### Task instructions
Report how many lines of the listing below contain the string "correct". Uppercase and lowercase count as different, and the reply should be only that number.

====== Data records

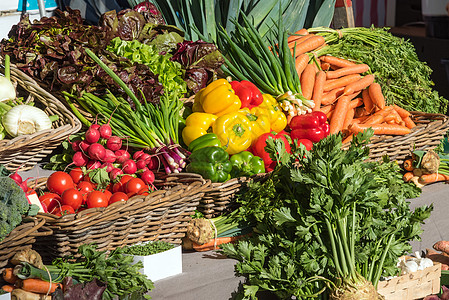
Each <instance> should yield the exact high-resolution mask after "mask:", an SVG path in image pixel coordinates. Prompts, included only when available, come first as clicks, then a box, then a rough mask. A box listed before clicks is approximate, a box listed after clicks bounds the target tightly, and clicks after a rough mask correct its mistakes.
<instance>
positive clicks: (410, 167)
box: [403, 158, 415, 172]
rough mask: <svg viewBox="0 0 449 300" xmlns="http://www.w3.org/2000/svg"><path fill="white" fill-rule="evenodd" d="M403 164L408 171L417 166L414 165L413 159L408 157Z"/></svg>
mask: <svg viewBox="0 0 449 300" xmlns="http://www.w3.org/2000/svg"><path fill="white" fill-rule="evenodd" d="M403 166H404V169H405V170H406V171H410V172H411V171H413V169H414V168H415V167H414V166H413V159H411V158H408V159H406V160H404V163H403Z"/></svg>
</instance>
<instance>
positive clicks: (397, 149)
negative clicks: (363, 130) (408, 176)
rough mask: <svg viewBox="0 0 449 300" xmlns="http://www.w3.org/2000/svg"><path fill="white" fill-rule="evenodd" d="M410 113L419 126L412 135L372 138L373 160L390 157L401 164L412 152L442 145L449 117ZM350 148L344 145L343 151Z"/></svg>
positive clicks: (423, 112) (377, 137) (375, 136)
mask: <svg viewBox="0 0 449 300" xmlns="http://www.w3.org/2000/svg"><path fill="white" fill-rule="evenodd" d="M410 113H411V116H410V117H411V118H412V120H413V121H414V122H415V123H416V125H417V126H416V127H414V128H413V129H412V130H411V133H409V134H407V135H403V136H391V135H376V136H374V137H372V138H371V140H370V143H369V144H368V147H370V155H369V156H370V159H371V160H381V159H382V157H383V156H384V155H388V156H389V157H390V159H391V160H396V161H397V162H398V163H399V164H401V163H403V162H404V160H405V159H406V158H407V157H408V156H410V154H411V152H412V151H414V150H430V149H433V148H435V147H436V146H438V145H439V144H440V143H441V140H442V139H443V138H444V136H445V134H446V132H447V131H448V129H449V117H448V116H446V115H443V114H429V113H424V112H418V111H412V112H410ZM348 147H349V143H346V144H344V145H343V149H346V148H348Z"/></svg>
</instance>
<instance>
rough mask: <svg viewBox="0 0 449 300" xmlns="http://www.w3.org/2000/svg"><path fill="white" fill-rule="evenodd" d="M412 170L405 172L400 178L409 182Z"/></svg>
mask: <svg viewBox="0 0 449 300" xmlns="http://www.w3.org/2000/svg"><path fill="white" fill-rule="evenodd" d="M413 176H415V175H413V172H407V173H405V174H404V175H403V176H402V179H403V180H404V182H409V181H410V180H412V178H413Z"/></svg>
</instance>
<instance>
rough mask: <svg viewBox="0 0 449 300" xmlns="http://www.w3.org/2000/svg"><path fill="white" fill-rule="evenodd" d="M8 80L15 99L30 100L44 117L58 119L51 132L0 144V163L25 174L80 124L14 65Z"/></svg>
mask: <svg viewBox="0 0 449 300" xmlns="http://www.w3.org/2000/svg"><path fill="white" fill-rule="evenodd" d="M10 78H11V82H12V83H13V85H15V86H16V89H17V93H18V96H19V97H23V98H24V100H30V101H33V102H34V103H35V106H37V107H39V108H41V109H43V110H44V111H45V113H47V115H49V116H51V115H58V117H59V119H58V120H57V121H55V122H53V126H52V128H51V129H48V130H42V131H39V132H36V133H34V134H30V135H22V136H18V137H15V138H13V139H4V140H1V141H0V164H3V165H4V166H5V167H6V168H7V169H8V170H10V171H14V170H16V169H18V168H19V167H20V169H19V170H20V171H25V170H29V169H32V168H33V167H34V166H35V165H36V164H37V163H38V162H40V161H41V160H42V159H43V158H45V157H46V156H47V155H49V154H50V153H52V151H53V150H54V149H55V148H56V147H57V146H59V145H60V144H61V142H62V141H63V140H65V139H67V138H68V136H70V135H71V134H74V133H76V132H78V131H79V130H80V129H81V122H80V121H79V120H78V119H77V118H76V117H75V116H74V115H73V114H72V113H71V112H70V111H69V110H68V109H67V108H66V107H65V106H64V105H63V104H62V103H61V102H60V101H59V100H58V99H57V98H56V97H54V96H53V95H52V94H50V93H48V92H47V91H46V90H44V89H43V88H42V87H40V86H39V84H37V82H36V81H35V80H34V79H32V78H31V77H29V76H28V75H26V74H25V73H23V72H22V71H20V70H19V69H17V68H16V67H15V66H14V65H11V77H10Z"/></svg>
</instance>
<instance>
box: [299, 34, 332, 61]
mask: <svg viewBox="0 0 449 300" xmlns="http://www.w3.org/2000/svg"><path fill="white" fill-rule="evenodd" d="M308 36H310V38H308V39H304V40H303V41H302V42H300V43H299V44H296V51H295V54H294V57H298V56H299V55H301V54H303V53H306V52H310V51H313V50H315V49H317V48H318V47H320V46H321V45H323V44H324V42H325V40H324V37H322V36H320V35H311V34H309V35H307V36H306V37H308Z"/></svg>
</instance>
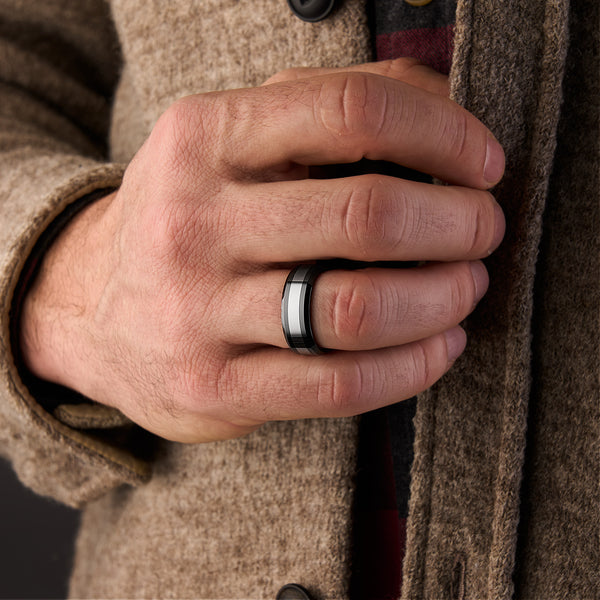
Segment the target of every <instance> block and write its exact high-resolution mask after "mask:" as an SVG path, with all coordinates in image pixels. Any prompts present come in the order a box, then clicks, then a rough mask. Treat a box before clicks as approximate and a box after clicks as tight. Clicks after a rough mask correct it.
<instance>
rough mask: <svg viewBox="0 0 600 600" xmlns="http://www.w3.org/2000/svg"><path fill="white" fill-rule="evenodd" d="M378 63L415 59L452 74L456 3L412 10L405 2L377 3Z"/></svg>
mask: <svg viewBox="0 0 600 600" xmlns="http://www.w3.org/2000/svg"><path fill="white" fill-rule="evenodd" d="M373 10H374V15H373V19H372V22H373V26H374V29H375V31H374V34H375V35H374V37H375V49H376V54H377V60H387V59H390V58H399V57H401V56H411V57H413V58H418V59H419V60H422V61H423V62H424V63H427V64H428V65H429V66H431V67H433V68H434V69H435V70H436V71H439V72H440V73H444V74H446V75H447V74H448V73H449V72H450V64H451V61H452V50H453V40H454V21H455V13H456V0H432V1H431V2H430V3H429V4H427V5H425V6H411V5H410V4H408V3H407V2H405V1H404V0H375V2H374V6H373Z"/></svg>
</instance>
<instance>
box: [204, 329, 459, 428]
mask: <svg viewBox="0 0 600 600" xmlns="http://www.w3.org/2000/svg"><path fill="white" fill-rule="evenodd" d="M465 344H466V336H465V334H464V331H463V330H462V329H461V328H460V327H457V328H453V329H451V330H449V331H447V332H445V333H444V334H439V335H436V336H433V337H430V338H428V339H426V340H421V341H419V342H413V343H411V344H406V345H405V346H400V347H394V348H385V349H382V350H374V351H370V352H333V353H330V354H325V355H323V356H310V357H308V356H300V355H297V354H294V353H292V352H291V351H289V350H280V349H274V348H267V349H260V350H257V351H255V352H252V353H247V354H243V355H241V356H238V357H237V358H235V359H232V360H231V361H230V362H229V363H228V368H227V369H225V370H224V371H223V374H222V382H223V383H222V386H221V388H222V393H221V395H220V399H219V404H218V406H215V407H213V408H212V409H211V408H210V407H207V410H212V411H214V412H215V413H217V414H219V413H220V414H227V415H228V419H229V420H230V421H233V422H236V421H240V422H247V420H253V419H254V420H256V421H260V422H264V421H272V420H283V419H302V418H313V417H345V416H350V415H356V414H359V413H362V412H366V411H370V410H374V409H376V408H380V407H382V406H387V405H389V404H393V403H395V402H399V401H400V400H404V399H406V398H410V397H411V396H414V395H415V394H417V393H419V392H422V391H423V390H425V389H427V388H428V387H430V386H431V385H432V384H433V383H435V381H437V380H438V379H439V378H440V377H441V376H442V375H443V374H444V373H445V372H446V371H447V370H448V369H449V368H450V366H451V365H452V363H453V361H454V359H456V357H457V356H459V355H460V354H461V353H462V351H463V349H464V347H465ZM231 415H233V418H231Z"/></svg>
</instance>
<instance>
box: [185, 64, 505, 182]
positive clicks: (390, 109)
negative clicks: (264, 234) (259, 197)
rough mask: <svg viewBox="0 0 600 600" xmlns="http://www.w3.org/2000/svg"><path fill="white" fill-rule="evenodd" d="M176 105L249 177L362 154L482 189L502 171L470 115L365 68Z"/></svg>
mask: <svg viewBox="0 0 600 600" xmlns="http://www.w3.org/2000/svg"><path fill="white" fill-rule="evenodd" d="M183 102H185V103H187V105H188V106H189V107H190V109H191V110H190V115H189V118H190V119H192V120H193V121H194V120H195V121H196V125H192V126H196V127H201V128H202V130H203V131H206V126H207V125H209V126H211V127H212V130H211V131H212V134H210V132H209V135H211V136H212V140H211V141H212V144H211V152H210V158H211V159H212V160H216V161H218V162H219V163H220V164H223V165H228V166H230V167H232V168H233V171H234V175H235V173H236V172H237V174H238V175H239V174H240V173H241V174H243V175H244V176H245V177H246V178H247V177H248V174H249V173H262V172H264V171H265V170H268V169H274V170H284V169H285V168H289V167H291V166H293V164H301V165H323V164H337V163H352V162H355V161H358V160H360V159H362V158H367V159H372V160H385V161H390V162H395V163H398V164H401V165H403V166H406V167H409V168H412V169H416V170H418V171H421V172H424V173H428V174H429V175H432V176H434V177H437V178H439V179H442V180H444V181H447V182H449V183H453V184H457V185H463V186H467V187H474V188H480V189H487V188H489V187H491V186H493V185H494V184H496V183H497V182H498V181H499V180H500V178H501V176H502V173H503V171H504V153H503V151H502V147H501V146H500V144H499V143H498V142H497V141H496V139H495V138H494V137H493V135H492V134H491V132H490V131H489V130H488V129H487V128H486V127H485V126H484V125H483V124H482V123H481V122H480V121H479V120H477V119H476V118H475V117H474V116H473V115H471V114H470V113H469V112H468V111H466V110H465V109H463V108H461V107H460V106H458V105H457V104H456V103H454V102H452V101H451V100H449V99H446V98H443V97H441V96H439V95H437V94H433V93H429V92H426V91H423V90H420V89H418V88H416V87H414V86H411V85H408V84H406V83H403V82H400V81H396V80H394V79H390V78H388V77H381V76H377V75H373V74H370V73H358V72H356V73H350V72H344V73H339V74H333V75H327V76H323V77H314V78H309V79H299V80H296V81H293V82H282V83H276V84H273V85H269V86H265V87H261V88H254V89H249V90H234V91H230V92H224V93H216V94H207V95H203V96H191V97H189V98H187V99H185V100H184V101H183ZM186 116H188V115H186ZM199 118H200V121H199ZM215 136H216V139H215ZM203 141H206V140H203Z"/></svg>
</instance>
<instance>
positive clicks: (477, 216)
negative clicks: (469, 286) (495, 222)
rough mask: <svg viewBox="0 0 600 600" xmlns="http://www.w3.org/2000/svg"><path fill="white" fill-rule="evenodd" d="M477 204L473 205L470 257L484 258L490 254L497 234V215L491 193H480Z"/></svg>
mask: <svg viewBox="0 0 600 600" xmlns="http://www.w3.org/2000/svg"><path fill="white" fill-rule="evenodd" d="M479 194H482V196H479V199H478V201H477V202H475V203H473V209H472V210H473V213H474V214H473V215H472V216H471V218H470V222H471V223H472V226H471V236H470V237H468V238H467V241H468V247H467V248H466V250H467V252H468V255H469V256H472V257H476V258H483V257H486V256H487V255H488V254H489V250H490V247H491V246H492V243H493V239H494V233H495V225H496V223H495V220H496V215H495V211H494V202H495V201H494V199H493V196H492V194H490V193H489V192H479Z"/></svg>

============

### Answer for the task
2